[DOCUMENT PASSAGE]:
########

We found the effectiveness of the Denver THS operations could be improved with increased Postal Service oversight of bypass operations and contractual obligations.

The Denver P&DC’s operating decisions prevented the THS supplier from meeting the planned bypass container goals of 100 percent in FYs 2019 and 2020. In FY 2019, the Postal Service planned for 6,848 bypass containers but used 2,360 (34 percent) of the planned goal. In FY 2020, the Postal Service planned for 7,204 bypass containers but used 1,494 (21 percent) of the planned goal.

The Postal Service did not meet planned goals because the Denver P&DC employees were not following the VAP and not always separating bypass from mixed mail. Specifically, we observed employees processing mail past clearance times (latest time committed mail can clear an operation for proper dispatch or delivery), not always following the run plan generator (a software application processing facilities use to optimize machine usage and operational efficiency), and stopping the separation of bypass from mixed mail before clearance times.

########

[SUPPLIED MATERIAL]:
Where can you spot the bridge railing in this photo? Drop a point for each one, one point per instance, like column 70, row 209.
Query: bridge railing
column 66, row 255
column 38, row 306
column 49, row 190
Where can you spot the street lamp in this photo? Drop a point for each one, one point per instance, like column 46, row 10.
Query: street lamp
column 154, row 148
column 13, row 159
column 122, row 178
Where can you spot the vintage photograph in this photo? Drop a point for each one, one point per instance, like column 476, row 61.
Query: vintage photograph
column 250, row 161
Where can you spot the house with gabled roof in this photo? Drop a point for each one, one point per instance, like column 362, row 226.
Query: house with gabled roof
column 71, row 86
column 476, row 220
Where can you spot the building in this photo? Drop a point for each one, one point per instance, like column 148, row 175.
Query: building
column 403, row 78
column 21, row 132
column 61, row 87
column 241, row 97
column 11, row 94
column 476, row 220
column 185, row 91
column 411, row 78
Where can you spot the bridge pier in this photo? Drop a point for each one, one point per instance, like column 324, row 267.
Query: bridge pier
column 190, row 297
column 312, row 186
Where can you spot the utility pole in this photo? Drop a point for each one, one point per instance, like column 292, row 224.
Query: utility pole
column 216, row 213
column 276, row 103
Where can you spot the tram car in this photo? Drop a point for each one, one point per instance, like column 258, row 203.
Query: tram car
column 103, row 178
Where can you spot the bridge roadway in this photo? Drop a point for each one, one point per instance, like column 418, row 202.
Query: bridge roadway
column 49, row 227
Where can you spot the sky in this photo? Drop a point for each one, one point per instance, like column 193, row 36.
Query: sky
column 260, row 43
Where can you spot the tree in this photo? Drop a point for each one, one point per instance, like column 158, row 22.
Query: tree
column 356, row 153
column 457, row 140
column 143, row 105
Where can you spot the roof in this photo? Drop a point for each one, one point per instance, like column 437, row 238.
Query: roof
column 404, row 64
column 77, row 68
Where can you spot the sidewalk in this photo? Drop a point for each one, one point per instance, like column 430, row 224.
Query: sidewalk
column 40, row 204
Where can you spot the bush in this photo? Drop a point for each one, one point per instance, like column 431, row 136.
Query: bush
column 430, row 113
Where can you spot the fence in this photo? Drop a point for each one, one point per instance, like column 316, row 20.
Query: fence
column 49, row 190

########

[PROBLEM DETAILS]:
According to the audit passage on Denver mail operations, how many bypass containers did the Postal Service plan for in FY 2020, and how many did it use? Please leave the items aside; they play no part here.

[SOLUTION BELOW]:
It planned for 7,204 bypass containers and used 1,494, which is 21 percent of the planned goal.